• [Set exercise]
Copy the lines of the records verbatim, starting with the line containing "segment ear, all instances" and ending with the line containing "Return the outline of every instance of the ear.", both included. Leave the pictures out of your answer.

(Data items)
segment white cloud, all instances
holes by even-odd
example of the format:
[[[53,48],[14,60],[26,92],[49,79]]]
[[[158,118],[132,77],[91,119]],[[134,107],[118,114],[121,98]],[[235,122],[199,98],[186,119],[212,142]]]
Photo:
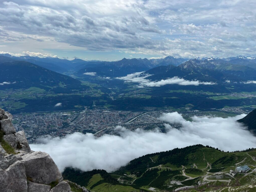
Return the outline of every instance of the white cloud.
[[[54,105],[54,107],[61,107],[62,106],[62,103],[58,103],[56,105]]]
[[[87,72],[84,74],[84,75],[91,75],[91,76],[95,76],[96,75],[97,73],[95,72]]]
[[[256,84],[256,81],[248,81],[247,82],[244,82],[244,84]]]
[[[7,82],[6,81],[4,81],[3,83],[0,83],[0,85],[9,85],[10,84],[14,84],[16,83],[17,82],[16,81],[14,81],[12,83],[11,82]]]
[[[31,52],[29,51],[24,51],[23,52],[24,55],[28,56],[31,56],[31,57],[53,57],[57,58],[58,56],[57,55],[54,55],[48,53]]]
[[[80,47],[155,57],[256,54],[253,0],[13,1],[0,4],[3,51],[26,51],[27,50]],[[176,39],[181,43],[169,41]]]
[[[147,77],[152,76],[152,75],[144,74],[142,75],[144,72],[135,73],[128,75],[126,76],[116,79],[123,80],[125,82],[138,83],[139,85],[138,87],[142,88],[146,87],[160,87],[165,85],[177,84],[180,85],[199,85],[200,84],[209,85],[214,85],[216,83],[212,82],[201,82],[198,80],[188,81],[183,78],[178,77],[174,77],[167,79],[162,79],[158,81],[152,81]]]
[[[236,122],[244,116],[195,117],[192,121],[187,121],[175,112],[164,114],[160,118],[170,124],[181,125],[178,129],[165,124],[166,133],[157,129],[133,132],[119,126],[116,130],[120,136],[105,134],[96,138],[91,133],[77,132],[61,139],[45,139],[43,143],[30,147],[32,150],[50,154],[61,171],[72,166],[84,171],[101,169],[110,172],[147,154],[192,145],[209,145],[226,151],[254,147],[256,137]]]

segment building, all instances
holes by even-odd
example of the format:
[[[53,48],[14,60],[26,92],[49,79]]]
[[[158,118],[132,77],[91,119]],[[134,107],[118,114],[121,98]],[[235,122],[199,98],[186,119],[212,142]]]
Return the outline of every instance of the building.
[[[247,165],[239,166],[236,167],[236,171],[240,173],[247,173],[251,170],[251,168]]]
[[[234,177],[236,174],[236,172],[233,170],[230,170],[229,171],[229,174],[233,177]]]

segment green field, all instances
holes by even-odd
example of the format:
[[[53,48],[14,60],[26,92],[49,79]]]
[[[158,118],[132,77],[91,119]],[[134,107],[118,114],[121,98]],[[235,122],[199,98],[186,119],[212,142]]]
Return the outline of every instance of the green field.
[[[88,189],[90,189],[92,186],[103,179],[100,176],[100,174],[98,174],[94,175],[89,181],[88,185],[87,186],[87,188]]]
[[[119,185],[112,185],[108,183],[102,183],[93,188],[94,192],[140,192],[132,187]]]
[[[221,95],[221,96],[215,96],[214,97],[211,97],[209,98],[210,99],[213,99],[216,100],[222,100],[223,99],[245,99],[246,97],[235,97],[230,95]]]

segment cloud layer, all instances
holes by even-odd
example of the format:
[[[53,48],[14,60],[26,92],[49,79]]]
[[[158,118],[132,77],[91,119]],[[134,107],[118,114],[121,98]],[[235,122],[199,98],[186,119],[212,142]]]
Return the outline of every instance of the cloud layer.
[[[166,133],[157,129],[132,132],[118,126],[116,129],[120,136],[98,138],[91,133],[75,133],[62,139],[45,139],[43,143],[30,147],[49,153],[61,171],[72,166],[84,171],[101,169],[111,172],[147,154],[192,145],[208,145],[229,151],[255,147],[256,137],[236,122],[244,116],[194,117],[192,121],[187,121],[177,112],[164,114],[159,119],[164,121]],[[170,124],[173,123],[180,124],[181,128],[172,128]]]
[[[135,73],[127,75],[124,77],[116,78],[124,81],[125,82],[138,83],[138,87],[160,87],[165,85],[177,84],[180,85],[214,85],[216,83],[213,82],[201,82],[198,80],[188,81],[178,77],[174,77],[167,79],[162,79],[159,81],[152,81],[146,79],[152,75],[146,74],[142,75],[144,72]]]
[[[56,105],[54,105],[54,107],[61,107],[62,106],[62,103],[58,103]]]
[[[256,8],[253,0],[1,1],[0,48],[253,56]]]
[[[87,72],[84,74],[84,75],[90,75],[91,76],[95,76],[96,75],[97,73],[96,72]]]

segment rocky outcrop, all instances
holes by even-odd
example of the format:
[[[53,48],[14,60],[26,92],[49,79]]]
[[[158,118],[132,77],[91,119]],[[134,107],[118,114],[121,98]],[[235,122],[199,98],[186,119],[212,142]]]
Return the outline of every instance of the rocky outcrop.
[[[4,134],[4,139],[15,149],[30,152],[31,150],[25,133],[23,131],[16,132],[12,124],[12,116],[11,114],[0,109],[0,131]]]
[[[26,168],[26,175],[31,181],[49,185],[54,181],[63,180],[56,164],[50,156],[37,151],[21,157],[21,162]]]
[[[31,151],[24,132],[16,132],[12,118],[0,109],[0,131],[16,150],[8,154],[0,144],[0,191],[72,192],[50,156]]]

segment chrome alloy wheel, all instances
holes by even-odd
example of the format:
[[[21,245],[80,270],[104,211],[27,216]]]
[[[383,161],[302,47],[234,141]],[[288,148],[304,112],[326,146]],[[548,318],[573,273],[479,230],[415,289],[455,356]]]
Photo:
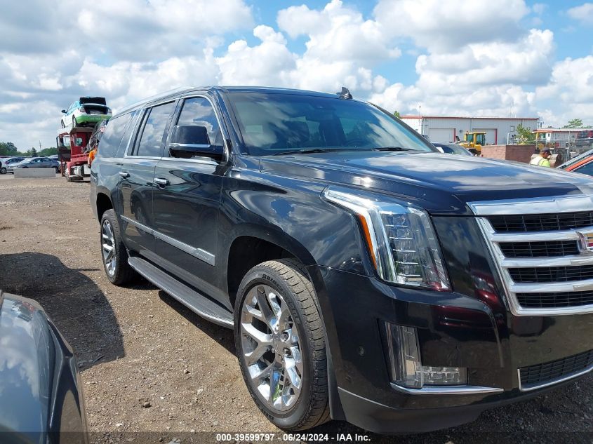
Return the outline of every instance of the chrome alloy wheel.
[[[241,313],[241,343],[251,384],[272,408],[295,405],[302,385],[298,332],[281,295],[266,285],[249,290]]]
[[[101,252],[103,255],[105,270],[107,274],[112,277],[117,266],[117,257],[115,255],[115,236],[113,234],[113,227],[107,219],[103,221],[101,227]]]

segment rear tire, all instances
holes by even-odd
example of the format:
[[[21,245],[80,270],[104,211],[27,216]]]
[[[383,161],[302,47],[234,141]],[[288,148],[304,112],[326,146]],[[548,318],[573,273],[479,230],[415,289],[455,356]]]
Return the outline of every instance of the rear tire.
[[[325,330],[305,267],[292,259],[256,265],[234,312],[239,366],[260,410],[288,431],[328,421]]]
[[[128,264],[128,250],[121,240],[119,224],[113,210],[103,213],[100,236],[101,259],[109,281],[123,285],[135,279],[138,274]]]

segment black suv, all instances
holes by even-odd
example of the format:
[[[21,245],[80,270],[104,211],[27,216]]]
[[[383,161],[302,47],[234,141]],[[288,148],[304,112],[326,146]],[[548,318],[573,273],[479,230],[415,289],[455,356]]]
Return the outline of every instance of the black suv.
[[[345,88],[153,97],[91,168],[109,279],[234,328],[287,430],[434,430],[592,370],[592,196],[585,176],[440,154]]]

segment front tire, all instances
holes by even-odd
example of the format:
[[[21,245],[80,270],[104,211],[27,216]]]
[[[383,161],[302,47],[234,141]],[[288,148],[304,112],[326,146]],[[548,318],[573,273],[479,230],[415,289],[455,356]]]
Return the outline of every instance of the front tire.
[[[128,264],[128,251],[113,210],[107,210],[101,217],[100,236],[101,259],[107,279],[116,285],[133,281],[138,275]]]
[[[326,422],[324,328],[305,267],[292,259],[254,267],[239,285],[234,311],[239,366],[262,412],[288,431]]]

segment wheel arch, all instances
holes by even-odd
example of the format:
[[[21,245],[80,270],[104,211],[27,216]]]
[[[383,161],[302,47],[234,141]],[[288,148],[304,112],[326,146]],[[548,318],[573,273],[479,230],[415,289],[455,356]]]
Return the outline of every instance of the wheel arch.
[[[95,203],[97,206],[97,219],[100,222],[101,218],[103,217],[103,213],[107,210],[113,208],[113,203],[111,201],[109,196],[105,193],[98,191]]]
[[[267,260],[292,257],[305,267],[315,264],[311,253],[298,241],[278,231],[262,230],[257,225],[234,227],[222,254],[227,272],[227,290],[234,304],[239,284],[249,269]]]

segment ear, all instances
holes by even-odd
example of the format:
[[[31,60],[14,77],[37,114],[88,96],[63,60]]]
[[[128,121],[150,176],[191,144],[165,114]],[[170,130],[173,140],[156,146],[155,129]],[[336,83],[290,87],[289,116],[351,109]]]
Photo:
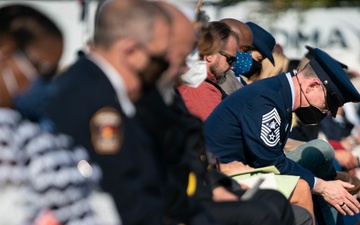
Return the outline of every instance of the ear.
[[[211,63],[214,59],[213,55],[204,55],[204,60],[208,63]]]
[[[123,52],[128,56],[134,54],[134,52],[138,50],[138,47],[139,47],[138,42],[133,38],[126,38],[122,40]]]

---

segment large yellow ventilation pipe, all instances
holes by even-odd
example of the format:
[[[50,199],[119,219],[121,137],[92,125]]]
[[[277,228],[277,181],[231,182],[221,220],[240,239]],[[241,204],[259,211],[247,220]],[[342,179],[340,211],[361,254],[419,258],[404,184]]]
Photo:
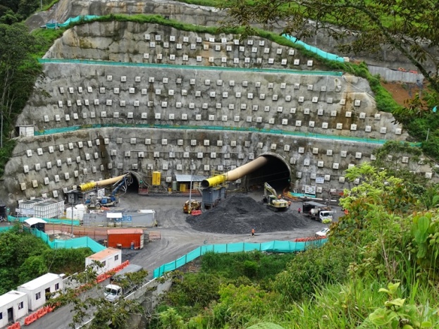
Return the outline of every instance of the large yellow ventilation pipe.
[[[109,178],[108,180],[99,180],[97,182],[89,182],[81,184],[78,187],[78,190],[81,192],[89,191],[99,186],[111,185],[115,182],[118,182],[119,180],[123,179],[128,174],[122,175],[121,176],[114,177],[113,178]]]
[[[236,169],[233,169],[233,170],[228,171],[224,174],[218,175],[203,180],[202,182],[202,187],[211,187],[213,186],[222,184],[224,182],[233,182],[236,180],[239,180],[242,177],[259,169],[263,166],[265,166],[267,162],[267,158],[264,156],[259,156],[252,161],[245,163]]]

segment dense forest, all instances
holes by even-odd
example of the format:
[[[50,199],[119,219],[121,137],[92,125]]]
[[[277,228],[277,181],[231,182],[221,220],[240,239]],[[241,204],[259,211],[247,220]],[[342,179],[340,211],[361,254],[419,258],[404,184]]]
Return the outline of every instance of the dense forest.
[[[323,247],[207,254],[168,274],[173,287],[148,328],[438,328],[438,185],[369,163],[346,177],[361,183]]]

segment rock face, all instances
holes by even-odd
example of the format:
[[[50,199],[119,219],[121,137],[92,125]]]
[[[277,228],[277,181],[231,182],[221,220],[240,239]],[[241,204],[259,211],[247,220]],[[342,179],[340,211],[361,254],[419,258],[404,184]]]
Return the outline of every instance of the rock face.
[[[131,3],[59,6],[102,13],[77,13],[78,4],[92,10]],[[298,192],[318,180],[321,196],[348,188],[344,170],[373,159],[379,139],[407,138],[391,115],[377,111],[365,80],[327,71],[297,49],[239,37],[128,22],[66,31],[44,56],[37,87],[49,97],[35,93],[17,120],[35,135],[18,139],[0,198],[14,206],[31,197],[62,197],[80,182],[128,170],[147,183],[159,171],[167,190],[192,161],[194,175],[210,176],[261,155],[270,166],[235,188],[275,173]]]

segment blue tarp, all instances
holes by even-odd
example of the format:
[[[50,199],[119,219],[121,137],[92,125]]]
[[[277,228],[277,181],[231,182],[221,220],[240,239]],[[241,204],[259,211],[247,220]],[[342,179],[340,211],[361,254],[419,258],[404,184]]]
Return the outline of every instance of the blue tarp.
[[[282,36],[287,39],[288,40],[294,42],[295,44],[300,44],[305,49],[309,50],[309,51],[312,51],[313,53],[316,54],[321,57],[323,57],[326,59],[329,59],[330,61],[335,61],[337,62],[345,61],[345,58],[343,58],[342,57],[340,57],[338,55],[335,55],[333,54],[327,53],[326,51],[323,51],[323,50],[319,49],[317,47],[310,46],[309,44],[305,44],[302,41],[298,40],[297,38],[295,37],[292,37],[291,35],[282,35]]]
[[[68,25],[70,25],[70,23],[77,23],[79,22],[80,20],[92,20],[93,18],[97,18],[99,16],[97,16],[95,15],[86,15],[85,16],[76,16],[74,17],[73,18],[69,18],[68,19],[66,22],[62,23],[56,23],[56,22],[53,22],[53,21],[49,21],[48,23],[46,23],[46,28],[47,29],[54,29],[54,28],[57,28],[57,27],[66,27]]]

==

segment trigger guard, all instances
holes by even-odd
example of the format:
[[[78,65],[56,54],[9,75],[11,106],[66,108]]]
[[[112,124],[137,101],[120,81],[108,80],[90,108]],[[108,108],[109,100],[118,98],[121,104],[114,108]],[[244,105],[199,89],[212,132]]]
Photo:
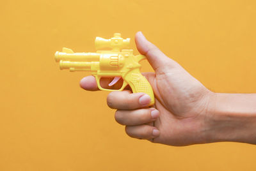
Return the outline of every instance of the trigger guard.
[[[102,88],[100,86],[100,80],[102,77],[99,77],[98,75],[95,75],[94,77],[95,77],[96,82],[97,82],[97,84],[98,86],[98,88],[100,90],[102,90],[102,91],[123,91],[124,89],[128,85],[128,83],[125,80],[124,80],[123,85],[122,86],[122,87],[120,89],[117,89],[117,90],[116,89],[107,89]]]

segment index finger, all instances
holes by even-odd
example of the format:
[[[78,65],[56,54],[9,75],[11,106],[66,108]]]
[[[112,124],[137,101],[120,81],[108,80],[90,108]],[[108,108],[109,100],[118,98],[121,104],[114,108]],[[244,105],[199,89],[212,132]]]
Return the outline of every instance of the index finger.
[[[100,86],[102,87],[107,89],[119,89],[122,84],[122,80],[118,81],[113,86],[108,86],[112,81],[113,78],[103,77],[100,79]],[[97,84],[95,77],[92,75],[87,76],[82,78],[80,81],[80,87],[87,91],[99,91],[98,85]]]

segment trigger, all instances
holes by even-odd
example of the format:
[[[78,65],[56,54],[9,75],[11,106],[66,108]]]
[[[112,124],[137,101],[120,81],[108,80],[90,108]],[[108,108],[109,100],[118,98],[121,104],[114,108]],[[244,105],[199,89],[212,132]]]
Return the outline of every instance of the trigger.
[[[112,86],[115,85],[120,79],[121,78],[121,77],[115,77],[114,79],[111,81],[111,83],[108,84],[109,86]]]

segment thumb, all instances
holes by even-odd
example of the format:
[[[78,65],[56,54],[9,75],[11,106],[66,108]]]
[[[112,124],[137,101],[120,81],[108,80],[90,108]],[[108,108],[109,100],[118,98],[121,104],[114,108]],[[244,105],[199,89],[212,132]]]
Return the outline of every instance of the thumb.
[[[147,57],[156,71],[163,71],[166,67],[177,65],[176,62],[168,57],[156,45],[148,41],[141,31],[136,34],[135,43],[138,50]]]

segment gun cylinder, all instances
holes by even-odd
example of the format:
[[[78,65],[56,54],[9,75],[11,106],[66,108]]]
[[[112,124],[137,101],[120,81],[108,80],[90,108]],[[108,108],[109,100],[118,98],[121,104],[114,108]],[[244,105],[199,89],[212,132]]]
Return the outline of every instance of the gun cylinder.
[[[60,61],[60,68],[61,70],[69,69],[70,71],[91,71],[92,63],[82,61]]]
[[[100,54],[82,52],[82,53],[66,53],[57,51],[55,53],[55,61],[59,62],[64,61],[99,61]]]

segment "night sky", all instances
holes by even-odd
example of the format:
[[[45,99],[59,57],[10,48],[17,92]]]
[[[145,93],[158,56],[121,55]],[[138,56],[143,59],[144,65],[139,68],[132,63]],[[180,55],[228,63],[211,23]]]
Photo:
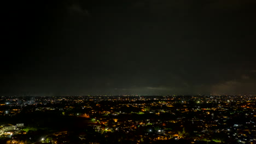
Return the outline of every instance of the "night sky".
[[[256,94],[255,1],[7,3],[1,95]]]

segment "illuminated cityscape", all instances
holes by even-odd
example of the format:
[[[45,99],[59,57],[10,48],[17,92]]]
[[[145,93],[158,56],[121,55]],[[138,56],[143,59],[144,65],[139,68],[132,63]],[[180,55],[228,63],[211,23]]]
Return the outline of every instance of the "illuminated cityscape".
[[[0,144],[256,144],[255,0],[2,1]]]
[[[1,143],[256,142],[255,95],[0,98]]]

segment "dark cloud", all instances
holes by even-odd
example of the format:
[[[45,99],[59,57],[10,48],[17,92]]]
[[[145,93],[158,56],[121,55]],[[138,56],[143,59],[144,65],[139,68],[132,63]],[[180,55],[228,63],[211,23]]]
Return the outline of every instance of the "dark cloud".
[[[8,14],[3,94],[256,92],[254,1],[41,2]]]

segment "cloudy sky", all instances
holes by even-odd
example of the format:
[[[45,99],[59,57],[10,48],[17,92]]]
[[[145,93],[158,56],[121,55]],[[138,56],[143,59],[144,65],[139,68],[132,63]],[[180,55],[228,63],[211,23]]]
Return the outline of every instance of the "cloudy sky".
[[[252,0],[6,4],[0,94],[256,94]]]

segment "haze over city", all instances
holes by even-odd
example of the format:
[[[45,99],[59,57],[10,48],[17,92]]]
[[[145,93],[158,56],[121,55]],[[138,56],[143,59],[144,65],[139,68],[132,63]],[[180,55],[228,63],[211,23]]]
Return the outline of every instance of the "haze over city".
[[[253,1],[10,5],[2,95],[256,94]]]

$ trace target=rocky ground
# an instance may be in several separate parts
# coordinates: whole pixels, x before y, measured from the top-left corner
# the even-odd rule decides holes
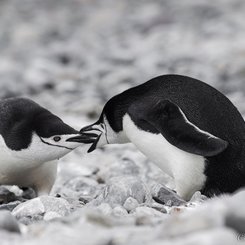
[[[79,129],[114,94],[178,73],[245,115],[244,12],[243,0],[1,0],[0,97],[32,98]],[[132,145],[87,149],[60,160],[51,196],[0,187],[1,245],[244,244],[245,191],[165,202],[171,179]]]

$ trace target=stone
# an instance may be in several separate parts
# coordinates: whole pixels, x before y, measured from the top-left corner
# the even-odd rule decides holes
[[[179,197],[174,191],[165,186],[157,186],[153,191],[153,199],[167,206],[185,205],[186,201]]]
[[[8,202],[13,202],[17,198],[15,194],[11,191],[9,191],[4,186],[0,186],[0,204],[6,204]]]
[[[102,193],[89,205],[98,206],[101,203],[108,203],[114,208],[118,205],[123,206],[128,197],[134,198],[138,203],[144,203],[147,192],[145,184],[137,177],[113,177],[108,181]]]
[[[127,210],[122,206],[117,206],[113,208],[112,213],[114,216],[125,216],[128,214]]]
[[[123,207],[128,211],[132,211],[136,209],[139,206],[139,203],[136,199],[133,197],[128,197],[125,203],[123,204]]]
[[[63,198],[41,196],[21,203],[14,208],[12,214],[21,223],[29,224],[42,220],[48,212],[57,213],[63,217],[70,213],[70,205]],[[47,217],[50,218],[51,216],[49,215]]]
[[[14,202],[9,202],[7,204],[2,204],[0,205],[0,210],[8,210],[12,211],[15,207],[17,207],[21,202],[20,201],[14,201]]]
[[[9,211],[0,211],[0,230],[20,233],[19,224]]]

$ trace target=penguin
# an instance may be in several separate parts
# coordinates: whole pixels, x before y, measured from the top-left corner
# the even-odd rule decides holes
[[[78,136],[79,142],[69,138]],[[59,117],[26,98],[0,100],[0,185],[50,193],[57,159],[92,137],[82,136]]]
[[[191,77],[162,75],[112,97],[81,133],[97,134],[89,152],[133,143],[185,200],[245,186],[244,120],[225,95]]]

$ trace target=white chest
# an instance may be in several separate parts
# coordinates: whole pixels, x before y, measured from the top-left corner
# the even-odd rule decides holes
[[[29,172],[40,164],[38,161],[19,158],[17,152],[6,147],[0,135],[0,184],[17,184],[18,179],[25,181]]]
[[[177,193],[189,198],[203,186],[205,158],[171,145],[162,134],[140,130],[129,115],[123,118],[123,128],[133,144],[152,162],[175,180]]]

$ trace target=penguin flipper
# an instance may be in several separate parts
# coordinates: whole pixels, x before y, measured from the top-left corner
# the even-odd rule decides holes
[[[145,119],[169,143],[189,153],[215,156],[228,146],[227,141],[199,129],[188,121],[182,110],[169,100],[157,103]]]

• [Answer to this exercise]
segment ear, all instances
holes by even-odd
example of the format:
[[[31,60],[14,77],[37,114],[88,96],[63,60]]]
[[[128,121],[150,176],[191,144],[165,114]],[[170,130],[173,140],[156,146],[155,129]],[[336,83],[290,87],[289,116],[351,109]]]
Photo:
Return the outline of every instance of the ear.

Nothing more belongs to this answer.